"Saboteur" is a 1942 Hitchcock thriller about World War II treachery.
It is also the tag that Norm Ornstein (who ought to know better) and a stable of other liberal bloggers are trying to hang on the Republican Party concerning the launch of health-care implementation, which thus far is not going well.
But this assumes that health care needs to be sabotaged in order to be a disaster, while the truth seems to be that it carries the seeds of disaster within itself and seems almost designed to implode.
Every week -- every day, almost -- tells the tale of some glitch that needs to be adjusted or seen to, some client group seeking exemption or waivers, some wholly predictable problem that no one foresaw.
Who could ever have dreamed, for example:
• That the proposed tax on medical devices would threaten to stop the creation of new methods of treatment?
• That the effort to make religious people and/or institutions fund things like abortion would lead to the predictable outbreak of rows and of lawsuits?
• That doctors would plan to retire en masse due to the staggering new burdens of regulations and paperwork?
• That the employers' mandate would stop business growth, prevent hiring, force employers to replace full-time employees with part-timers who get no health care or benefits?
• That it would kill off what was planned as "recovery summer" for five unbroken years in a row?
Even Senate Finance Committee Chairman Sen. Max Baucus, a backer, has called it a train wreck. Who ever dreamed that such things could happen? Surely not they.
And who ever dreamed that passing a huge bill that affected every American citizen in the teeth of a strong and intense opposition was a great way to win hearts and minds?
That great measures shouldn't be passed upon narrow partisan majorities is rule one of politics, but this act had deep, wide, majorities lined up against it, which the Democrats did their best to inflame.
When the act in itself made Massachusetts angry enough to vote for Scott Brown as a way to defeat it, they rammed the bill through on a technical loophole, a great go-to-hell note to millions of people who had made their views clear in many town meetings, two prior elections, and an unending series of polls.

DATA EXCERPT:
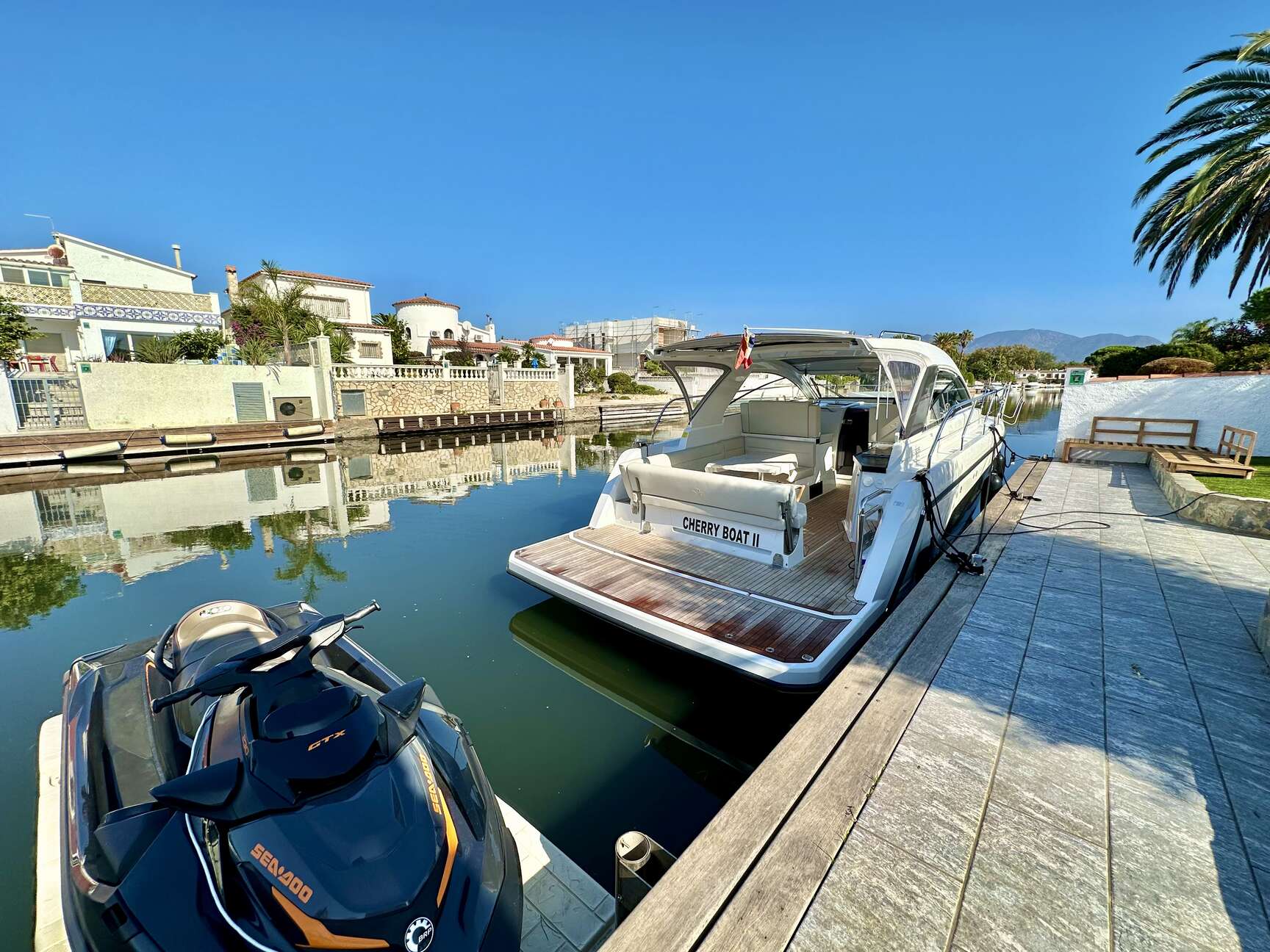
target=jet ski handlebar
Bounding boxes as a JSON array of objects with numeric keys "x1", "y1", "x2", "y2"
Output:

TRY IT:
Carry on the opinion piece about the troubled launch of the health-care law, picking up right after its final sentence and keeping its tone and argument.

RESULT:
Ornstein thinks the GOP deals in "disruption" and "turmoil," hoping to gain by creating disorder. But the real disruption was caused by the bill itself, which broke a great bond of trust between people and government.
And the "turmoil" is the continued attempt by most of the public to rid itself of an act forced upon it by irregular methods, and whose impact it quite justly fears.
Ornstein finds the resistance to this "contemptible" and "unprecedented," but such words best describe this flawed act of Congress, conceived in arrogance, written in carelessness, and forced down the throats of an unwilling public with a contempt for its judgment not seen here before.
As for the governors and congressmen who don't want to enforce it, the words for their acts is "balance of powers" -- the division of force that gives many outlets for voters' expression -- and they are doing exactly what their constituents put them in office to do.
The states aren't obliged to expand Medicaid or to set up exchanges, and members of Congress are free to say and to pass what they like. But nothing they can say or do can damage the bill more than the bill does itself, as it every day proves itself more catastrophic.
Each day it makes sabotage seem more redundant. Hitchcock could have made a film about that.